An African Leader’s view of Thatcher

6 comments | 13 shares

Estimated reading time: 5 minutes

Blog Editor

April 25th, 2013

An African Leader’s view of Thatcher

6 comments | 13 shares

Estimated reading time: 5 minutes

In the wake of the death of the former Prime Minister of Britain, Margaret Thatcher, there has been a vast amount of debate about her legacy with regards to Africa. Thatcher has been mostly deplored for her support for the South Africa government during apartheid.

In a recent post, Sue Onslow of the Institute of Commonwealth Studies describes how, despite Thatcher’s opposition to sanctions against South Africa, she urged the release of Nelson Mandela and allowed members of her government to explore contacts with South African nationalist parties. However, the open letter below from former Nigeria leader Olusegun Obasanjo to the former Conservative Prime Minister lays bare the depth of repugnance towards Thatcher’s actions.

An open letter to Mrs Margaret Thatcher from General Olusegun Obasanjo, former Nigerian head of state, and co-chair of the Commonwealth Eminent Persons Group on South Africa.

Former Nigerian leader, Olusegun Obasanjo
Former Nigerian leader, Olusegun Obasanjo was appalled by the former British Prime Minister, Margaret Thatcher’s support of South Africa’s apartheid regime.

EXERCISE INSTRUCTIONS:
a: Reproduce the Thatcher blog post word for word between "In a recent" and "on South Africa.", inclusive.
b: In the Thatcher blog post, which group did Olusegun Obasanjo co-chair?

MATERIAL SUPPLIED:
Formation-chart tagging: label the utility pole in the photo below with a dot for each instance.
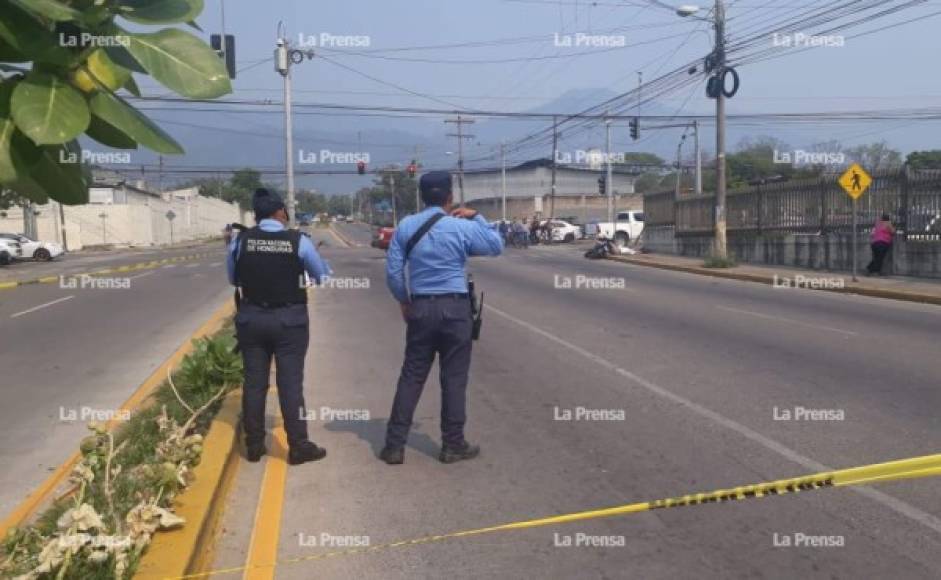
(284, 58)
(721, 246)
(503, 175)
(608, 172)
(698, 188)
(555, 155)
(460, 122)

TASK SOLUTIONS:
a:
In a recent post, Sue Onslow of the Institute of Commonwealth Studies describes how, despite Thatcher’s opposition to sanctions against South Africa, she urged the release of Nelson Mandela and allowed members of her government to explore contacts with South African nationalist parties. However, the open letter below from former Nigeria leader Olusegun Obasanjo to the former Conservative Prime Minister lays bare the depth of repugnance towards Thatcher’s actions.

An open letter to Mrs Margaret Thatcher from General Olusegun Obasanjo, former Nigerian head of state, and co-chair of the Commonwealth Eminent Persons Group on South Africa.

b: The Commonwealth Eminent Persons Group on South Africa.